TASK INSTRUCTIONS ▸ Copy everything in the soil phosphorus article below, from "Meat and bone meal/bone" down to "phosphorus (Delgado et al. 2002).", word for word.

SUPPLIED PASSAGE ▸

'''

1. Introduction
2. Materials and Methods
3. Results and Analysis
3.1 Effect of Time on Available P
3.2 Effect of Fertilizers on Available P
4. Discussion
1. Introduction
Phosphorus (P) is a macronutrient that is one of the essential nutrients for the proper growth of plants. It comes second to nitrogen as the most limiting nutrient to plant growth. The importance of phosphorus to plants as a nutritional element is wide. P is essential to cell growth and development of tissues, energy and respiration, hardiness and maturity (Baker and David 2015). Human beings and animals require sufficient amount of phosphorus for the body to grow and develop.
Cause of P limitation is mainly the inadequate supply of the element and the losses within cycle. Unlike the nitrogen cycle, phosphorus does not exist within the atmosphere rather it exists as solids in phosphorus compounds either in soil or in rocks. Phosphorus hardly exists in its elemental form because it boasts of a highly reactive nature forming compounds instead, particularly with oxygen, existing as phosphates (Hyland et al. 2005).
To sustain agriculture, fertilizer or other forms of soil amendments that can retain, add or increase phosphorus in the soil are applied. Studies show that the different types of phosphorus amendments added to soil depend on factors such as their comparative efficiencies and factors that affect their need such as soil reaction and nature of crop grown (Delgado et al. 2002).
Based on those factors, farmers mostly deal with three main sources for phosphate amendment; Inorganic fertilizers such as superphosphates, animal based amendments such as manure and by products e.g. meat and bone meal (Delin 2015). In Korea as well as most developed countries, inorganic phosphorus fertilizers are preferred for their fast acting results.
Meat and bone meal/bone meal (MBM/BM) fertilizers boast of appreciable phosphorus amount as same as nitrogen and potassium proving to be useful as fertilizer for many crops (Nogalska 2013). The limitation with MBM is that studies have indicated that it is more effective as a P fertilizer in acidic soils as opposed to those with a pH higher than 6 (Jeng et al. 2007). Addition of fertilizers to a soil changes the composition of the soil solution, which in turn affects the dynamics of soil phosphorus (Delgado et al. 2002).
After the initial addition of a fertilizer, its reaction with the soil water renders it available owing to the solubility and plants easily take it up. However, the solubility decreases with subsequent days as the phosphorus in the fertilizers starts to react with soil elements. Through either adsorption or formation of insoluble compounds such as those formed with aluminium or calcium. The efficacy and efficiency of phosphorus fertilizers is decreased (Pierzynski et al. 2005). The changes lead to a constant need to keep fertilizing the soil every time to add to the labile pool. In turn, each application also adds on to the active. The main disadvantage of phosphorus amendment is that exceed amount of phosphorus has to be disposed of through leaching.

'''

DATASET EXCERPTS ▸
'''

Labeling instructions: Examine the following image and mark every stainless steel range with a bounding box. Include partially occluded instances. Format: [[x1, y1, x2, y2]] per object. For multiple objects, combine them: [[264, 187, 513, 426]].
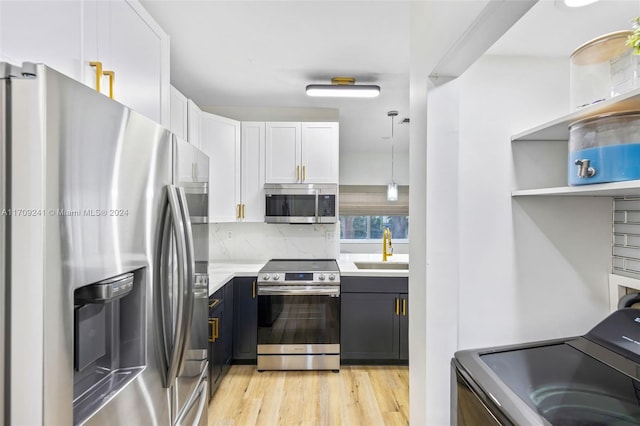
[[257, 259, 340, 371]]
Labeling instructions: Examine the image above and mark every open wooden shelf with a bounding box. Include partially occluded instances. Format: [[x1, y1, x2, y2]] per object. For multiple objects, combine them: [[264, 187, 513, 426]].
[[511, 88, 640, 142], [511, 180, 640, 197]]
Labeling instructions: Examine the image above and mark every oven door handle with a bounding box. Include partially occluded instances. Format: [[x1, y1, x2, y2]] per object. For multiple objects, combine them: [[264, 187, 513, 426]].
[[258, 284, 340, 297]]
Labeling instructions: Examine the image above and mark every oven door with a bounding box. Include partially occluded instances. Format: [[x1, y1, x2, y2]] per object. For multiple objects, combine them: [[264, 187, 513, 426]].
[[258, 285, 340, 369]]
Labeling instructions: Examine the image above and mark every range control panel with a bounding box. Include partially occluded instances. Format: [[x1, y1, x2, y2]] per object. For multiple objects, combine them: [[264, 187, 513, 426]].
[[258, 272, 340, 284]]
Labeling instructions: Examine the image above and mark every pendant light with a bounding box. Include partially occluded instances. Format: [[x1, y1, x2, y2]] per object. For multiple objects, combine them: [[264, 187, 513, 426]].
[[387, 111, 398, 201]]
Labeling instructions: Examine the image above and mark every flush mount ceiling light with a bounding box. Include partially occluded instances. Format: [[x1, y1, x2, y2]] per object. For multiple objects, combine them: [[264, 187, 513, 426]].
[[564, 0, 598, 7], [306, 77, 380, 98]]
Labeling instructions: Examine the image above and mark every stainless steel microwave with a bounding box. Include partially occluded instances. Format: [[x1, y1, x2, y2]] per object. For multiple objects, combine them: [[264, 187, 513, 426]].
[[264, 183, 338, 223]]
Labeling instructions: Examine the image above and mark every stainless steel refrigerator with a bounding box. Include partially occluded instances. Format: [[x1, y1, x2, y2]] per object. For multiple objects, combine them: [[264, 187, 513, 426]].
[[0, 63, 208, 425]]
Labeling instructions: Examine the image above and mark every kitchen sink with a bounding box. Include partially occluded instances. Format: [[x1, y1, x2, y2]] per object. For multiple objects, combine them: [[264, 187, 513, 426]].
[[353, 262, 409, 269]]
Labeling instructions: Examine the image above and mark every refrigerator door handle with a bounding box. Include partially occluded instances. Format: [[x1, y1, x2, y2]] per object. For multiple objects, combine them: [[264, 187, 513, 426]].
[[160, 185, 189, 388], [174, 362, 209, 426], [174, 187, 195, 372]]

'''

THE ANSWER ▸
Meat and bone meal/bone meal (MBM/BM) fertilizers boast of appreciable phosphorus amount as same as nitrogen and potassium proving to be useful as fertilizer for many crops (Nogalska 2013). The limitation with MBM is that studies have indicated that it is more effective as a P fertilizer in acidic soils as opposed to those with a pH higher than 6 (Jeng et al. 2007). Addition of fertilizers to a soil changes the composition of the soil solution, which in turn affects the dynamics of soil phosphorus (Delgado et al. 2002).